**Assignment**
Would you copy the records below, exactly and only from their first line through the line containing "textured table surface", without any pictures?

+++ The data +++

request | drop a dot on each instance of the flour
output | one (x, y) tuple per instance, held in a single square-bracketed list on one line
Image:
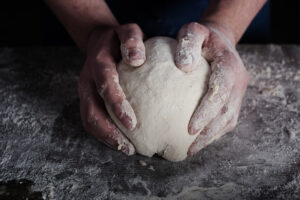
[(163, 98)]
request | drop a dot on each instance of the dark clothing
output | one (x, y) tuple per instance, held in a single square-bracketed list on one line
[(165, 18)]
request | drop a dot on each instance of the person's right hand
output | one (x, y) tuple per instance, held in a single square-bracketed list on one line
[(99, 83)]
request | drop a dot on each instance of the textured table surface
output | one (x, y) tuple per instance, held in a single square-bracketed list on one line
[(42, 139)]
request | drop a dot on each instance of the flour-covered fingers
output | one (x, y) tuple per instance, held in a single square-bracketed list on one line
[(132, 45), (106, 79), (226, 119), (219, 90), (96, 121), (188, 52)]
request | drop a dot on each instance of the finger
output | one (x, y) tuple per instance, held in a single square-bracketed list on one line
[(219, 88), (226, 119), (132, 45), (96, 121), (190, 40), (108, 87)]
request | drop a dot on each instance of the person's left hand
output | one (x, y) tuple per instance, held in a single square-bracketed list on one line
[(219, 109)]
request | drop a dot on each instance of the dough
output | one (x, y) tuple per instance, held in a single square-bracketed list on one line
[(163, 99)]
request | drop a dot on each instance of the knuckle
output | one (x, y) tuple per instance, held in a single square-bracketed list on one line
[(232, 123), (132, 26)]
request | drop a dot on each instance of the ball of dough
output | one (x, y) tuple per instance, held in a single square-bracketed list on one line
[(163, 99)]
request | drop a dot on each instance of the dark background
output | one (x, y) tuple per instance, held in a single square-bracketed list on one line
[(32, 23)]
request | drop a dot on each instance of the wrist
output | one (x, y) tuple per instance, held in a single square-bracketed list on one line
[(96, 34), (225, 29)]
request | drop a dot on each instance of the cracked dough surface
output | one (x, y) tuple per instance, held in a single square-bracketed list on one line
[(163, 99)]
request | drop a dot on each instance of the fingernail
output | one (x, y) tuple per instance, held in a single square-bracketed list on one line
[(191, 151), (192, 130), (127, 115), (136, 57), (127, 149)]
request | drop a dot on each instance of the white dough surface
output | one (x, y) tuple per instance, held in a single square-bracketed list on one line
[(163, 99)]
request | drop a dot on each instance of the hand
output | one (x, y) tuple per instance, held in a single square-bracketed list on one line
[(99, 83), (219, 109)]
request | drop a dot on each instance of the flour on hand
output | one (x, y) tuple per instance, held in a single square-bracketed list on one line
[(163, 99)]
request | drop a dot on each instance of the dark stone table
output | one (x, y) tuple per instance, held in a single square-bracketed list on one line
[(44, 146)]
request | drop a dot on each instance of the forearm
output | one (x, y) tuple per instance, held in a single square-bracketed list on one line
[(233, 16), (81, 17)]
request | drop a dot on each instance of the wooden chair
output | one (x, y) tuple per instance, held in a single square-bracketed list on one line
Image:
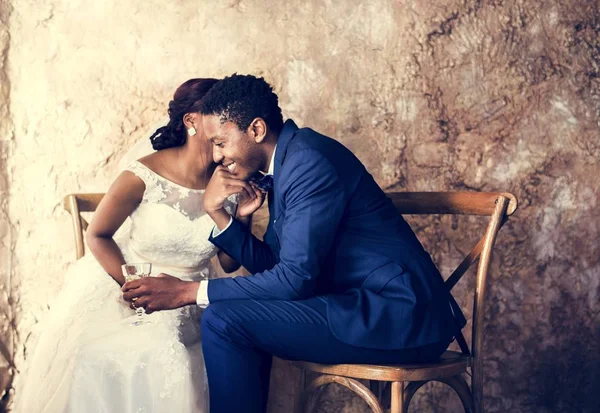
[(76, 204), (408, 378)]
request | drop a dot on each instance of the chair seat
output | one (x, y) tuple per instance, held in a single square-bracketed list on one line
[(450, 364)]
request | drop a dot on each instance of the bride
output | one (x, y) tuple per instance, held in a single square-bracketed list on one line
[(89, 356)]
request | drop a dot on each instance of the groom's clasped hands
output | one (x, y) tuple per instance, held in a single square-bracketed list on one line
[(165, 292)]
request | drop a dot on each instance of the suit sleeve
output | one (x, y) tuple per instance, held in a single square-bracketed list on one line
[(241, 245), (314, 199)]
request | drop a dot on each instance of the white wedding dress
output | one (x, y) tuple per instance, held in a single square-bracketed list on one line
[(90, 359)]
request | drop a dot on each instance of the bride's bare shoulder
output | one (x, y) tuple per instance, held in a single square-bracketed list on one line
[(156, 160)]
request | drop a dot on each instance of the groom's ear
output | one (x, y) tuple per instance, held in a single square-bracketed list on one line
[(258, 130)]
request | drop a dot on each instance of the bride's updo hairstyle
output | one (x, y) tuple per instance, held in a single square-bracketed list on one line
[(186, 99)]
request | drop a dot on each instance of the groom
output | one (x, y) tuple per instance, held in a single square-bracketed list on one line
[(339, 278)]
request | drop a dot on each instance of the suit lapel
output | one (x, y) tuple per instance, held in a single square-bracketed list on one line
[(286, 135)]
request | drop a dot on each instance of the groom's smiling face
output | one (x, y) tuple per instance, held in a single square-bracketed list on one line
[(237, 150)]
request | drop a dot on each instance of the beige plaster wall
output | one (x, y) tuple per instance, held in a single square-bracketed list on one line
[(431, 95)]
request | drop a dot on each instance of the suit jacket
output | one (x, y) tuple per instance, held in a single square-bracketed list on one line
[(332, 232)]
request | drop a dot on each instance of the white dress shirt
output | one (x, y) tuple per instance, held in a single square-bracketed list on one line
[(202, 295)]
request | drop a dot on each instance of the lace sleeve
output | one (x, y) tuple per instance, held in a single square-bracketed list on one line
[(154, 192), (231, 204)]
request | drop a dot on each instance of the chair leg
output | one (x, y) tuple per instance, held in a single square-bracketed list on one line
[(357, 387), (461, 388), (397, 397), (299, 399)]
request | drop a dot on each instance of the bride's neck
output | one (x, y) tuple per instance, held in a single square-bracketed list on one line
[(194, 165)]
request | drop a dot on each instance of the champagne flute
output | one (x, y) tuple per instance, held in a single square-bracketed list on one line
[(133, 272)]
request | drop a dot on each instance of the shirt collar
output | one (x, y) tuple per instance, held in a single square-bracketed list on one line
[(271, 169)]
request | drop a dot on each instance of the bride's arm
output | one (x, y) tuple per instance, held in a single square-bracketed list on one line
[(121, 199)]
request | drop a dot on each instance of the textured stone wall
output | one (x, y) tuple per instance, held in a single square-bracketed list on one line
[(498, 95), (7, 324)]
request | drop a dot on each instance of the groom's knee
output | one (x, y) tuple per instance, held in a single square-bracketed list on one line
[(219, 321)]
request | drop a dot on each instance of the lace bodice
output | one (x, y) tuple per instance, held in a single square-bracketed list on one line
[(170, 227)]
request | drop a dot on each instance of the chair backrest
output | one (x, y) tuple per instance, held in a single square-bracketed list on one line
[(76, 204), (497, 206)]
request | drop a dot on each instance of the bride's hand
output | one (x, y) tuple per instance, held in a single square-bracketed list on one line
[(248, 206), (221, 186), (163, 292)]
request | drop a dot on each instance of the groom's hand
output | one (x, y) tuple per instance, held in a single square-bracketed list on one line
[(221, 186), (163, 292)]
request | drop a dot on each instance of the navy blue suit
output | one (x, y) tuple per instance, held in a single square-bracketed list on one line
[(336, 254)]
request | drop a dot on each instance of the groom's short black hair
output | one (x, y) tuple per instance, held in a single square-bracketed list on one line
[(241, 99)]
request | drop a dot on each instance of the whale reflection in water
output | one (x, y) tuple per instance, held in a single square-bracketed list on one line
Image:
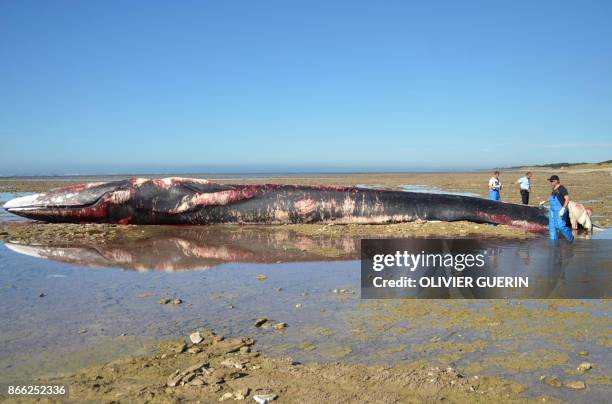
[(189, 249)]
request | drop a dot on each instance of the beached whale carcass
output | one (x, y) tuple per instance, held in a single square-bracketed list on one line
[(196, 201)]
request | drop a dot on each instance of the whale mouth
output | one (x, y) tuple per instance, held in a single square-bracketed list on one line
[(23, 203)]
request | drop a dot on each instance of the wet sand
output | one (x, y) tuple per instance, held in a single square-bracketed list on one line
[(145, 377)]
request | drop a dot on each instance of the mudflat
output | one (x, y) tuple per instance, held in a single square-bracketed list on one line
[(231, 368)]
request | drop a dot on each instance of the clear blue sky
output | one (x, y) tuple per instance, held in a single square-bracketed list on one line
[(112, 86)]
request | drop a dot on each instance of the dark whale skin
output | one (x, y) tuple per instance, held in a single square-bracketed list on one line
[(195, 201)]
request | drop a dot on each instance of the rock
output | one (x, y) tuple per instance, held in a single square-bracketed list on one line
[(241, 394), (196, 337), (584, 366), (575, 385), (551, 381), (260, 321), (264, 398), (232, 363), (344, 291), (194, 350), (187, 375)]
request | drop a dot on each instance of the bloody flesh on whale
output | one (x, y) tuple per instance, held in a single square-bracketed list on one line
[(197, 201)]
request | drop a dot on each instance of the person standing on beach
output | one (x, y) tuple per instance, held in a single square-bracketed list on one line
[(495, 187), (525, 186), (557, 213)]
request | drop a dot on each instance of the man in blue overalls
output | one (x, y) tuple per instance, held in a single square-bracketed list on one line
[(495, 187), (557, 213)]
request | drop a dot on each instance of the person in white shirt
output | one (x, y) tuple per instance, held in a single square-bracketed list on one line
[(525, 186), (495, 187)]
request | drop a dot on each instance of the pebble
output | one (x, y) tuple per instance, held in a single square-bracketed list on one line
[(575, 385), (344, 291), (551, 381), (241, 394), (260, 321), (196, 337), (264, 398), (584, 366)]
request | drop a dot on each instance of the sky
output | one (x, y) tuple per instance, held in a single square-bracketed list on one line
[(270, 86)]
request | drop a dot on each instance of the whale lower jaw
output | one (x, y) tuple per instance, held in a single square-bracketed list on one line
[(22, 203)]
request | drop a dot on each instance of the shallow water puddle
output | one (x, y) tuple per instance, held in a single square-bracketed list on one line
[(86, 304)]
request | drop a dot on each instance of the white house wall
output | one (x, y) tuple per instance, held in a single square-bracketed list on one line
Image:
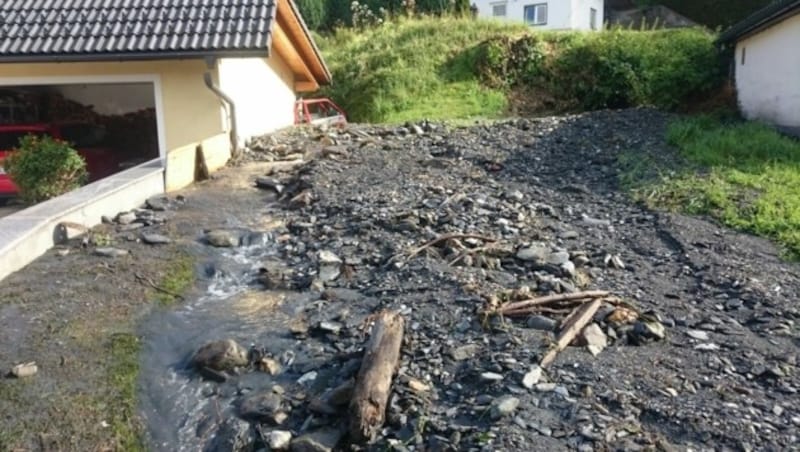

+++

**Written solution**
request | drop a dot on each instance of the flour
output | one (x, y) tuple per instance, held in a single square-bracketed list on one line
Image:
[(163, 98)]
request | drop a dot on each instance of the dark clothing
output | one (x, y) tuple per instance, held in a single square-bracketed list on one line
[(165, 18)]
request | drop a dot on each instance of the person's right hand
output | one (x, y) tuple per instance, held in a single square-bracketed list on one line
[(99, 83)]
request | drop a dot on each instance of the textured table surface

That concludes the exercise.